Written problem: Repeat the records below unchanged, except substitute "one marker per line" for every "one instance per line".

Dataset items
%%
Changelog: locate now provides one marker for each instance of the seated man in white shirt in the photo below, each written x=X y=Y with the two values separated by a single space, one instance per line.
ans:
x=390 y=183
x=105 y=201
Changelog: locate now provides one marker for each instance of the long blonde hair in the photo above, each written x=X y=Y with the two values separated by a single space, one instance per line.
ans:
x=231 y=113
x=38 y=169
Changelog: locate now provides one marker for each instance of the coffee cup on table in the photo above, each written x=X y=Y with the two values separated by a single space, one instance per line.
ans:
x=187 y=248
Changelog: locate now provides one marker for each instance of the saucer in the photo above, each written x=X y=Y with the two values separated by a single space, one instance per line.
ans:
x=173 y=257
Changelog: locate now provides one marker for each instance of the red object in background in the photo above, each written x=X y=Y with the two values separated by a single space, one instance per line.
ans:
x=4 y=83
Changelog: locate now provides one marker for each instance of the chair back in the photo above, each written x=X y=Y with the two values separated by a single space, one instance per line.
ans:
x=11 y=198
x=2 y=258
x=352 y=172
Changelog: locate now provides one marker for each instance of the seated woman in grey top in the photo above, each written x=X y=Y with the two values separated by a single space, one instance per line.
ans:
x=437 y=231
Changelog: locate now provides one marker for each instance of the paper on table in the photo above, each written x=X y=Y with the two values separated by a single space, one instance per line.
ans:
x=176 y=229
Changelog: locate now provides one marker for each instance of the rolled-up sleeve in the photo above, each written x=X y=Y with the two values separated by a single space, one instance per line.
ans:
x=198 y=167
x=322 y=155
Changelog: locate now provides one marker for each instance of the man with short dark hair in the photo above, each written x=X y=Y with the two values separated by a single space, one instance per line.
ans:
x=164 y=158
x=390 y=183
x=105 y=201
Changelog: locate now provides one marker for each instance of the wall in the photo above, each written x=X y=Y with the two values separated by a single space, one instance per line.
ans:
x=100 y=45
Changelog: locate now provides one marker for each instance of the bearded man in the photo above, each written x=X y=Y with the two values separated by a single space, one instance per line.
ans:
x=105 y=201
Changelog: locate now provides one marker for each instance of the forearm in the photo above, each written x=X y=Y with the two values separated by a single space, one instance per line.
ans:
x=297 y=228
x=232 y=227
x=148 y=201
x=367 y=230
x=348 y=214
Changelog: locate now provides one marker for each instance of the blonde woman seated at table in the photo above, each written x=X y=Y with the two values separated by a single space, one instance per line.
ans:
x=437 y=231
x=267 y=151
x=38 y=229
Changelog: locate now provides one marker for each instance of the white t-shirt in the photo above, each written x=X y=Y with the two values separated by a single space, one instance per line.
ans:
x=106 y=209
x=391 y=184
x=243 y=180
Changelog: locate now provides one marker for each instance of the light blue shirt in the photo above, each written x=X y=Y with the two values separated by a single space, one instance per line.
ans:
%%
The response:
Changelog: locate now provides one marker for each instance of the seated man in white shirt in the photo below, each written x=X y=Y with the two values separated by a single space, one marker per line.
ans:
x=390 y=183
x=105 y=201
Changelog: locate now provides one marker for each instance of the long blonde hair in the photo above, each written x=X y=Y with the two values separated by a single space, one marker per line.
ans:
x=231 y=113
x=38 y=169
Changelog: locate now provides one marker for each instance of the coffee cup on table in the photo above, each written x=X y=Y with the two values separated by a single space, one marker per line.
ans:
x=187 y=248
Changelog: locate now provides one marker for each instance of the saucer in the photo above, each written x=X y=Y with the two values separated by a single space, one marker per line.
ans:
x=173 y=257
Changelog: locate now provides one marker for each instance of the red object in background in the photo above, each written x=X y=Y with the two values separated by a single space, one marker per line.
ans:
x=4 y=83
Changelog: locate now provides one marker for each instance of the chair back in the photo above, each written x=X y=Y with the two values separated by a single space, one marker per line.
ans:
x=11 y=198
x=2 y=258
x=352 y=172
Changelog: locate now provides one marker for each instance of the seated woman in grey top in the photo above, each written x=X y=Y with the two values separated by a single space, one marker per line.
ans:
x=437 y=231
Changelog: locate now provides one marker for each instance of the paper on table in the photo above, each written x=X y=Y with the two values separated by a single space, one marker per line.
ans:
x=176 y=229
Changelog: locate now provides one marker for each instance of the rolled-up sleeve in the photo above, each written x=X y=Y with the two values separated by a single space, one marker per line.
ans:
x=198 y=167
x=322 y=155
Changelog: locate now provides one marker for each instance of the man with short dark hair in the photo above, each written x=X y=Y with the two values separated by a single space, one marker per line.
ans:
x=164 y=158
x=390 y=183
x=105 y=201
Changelog: locate now provides one marker for each instance of the wall in the photo above, each written x=X y=Y with the two values separated by a single space, one marker per line.
ans:
x=100 y=45
Changelog: locate now provides one marker for each instance of the bearded man in the photo above, each written x=X y=Y with the two values separated by a single space, one marker per line.
ans:
x=105 y=201
Changelog: locate now provides one marker for each instance of the forearm in the photo above, each written x=X y=Y with the two values separated by a single space, one marker per line.
ans:
x=297 y=228
x=232 y=227
x=148 y=201
x=367 y=230
x=348 y=214
Changelog: locate now provides one marker for each instance of the blonde woman seated at table in the photo above, each written x=X y=Y with the two values separated by a single space, one marker per line.
ans:
x=437 y=231
x=267 y=151
x=38 y=229
Changelog: locate now provides one marker for each instance of the white t-shirt in the photo above, each written x=X y=Y with the two values separated by a single space, one marker per line.
ans:
x=106 y=209
x=391 y=184
x=243 y=180
Changelog: locate now provides one marker for each instance of the light blue shirt in the photo above, each written x=X y=Y with the two values separated by a single space, one marker per line.
ans:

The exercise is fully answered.